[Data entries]
+===+

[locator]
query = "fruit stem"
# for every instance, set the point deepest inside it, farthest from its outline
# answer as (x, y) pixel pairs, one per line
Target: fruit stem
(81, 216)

+===+

Return the lines above without any change.

[locator]
query = "fruit stem"
# for every instance, set the point deepest inside it, farthest from its outline
# answer as (x, y) pixel pairs, one per line
Target: fruit stem
(81, 216)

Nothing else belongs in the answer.